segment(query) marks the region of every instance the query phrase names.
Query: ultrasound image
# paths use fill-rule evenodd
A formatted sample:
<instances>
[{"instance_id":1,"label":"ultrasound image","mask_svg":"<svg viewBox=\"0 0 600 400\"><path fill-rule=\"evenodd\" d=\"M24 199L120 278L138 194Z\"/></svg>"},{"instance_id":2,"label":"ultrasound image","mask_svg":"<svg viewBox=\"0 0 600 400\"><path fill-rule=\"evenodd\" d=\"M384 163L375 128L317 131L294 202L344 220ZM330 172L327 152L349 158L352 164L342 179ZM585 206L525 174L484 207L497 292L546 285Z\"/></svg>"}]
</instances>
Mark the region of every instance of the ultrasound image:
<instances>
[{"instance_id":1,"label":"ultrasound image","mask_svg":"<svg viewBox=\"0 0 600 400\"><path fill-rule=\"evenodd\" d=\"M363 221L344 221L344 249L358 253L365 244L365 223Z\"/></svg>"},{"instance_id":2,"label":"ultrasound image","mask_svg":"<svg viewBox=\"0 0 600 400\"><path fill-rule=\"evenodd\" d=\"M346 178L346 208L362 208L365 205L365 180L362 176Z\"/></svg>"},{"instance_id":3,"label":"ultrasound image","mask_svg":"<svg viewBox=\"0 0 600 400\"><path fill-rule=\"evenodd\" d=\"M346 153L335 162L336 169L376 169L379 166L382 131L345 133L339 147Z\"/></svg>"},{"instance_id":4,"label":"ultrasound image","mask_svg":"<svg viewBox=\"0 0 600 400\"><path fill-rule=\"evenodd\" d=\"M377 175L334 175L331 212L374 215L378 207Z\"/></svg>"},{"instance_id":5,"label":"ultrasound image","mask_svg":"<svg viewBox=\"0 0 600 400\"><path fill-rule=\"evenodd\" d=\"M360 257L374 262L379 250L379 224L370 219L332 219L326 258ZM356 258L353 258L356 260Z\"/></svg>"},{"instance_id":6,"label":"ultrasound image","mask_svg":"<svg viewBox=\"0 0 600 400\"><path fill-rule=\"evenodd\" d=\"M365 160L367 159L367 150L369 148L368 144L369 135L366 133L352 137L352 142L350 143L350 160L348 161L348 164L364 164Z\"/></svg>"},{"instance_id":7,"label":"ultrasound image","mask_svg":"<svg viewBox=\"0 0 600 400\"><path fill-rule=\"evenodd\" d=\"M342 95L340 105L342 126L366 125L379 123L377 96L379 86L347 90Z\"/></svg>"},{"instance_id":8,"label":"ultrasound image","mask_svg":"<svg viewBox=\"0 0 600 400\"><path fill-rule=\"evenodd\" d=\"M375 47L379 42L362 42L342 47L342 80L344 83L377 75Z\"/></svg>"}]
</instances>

....

Problem details: Would you mind copying all of the records exactly?

Written answer:
segment(query) marks the region of every instance the query phrase names.
Query: ultrasound image
# paths use fill-rule evenodd
A formatted sample:
<instances>
[{"instance_id":1,"label":"ultrasound image","mask_svg":"<svg viewBox=\"0 0 600 400\"><path fill-rule=\"evenodd\" d=\"M24 199L120 278L138 194Z\"/></svg>"},{"instance_id":2,"label":"ultrasound image","mask_svg":"<svg viewBox=\"0 0 600 400\"><path fill-rule=\"evenodd\" d=\"M384 163L375 128L317 131L294 202L344 220ZM330 172L327 152L349 158L352 164L342 179ZM585 206L525 174L484 207L497 292L546 285Z\"/></svg>"}]
</instances>
Mark the region of every instance of the ultrasound image:
<instances>
[{"instance_id":1,"label":"ultrasound image","mask_svg":"<svg viewBox=\"0 0 600 400\"><path fill-rule=\"evenodd\" d=\"M363 221L344 221L344 249L358 253L365 244L365 223Z\"/></svg>"},{"instance_id":2,"label":"ultrasound image","mask_svg":"<svg viewBox=\"0 0 600 400\"><path fill-rule=\"evenodd\" d=\"M346 178L346 208L362 208L365 205L365 180L362 176Z\"/></svg>"},{"instance_id":3,"label":"ultrasound image","mask_svg":"<svg viewBox=\"0 0 600 400\"><path fill-rule=\"evenodd\" d=\"M346 153L335 162L336 169L376 169L379 166L382 131L345 133L339 147Z\"/></svg>"},{"instance_id":4,"label":"ultrasound image","mask_svg":"<svg viewBox=\"0 0 600 400\"><path fill-rule=\"evenodd\" d=\"M377 175L334 175L331 212L374 215L378 207Z\"/></svg>"},{"instance_id":5,"label":"ultrasound image","mask_svg":"<svg viewBox=\"0 0 600 400\"><path fill-rule=\"evenodd\" d=\"M360 257L374 262L379 250L379 224L370 219L332 219L326 258ZM356 258L353 258L356 260Z\"/></svg>"},{"instance_id":6,"label":"ultrasound image","mask_svg":"<svg viewBox=\"0 0 600 400\"><path fill-rule=\"evenodd\" d=\"M365 160L367 159L367 150L369 148L368 144L369 135L366 133L352 137L352 142L350 143L350 160L348 161L348 164L364 164Z\"/></svg>"},{"instance_id":7,"label":"ultrasound image","mask_svg":"<svg viewBox=\"0 0 600 400\"><path fill-rule=\"evenodd\" d=\"M342 95L340 105L342 126L366 125L379 123L377 96L379 86L347 90Z\"/></svg>"},{"instance_id":8,"label":"ultrasound image","mask_svg":"<svg viewBox=\"0 0 600 400\"><path fill-rule=\"evenodd\" d=\"M375 47L379 42L362 42L342 47L342 80L344 83L377 75Z\"/></svg>"}]
</instances>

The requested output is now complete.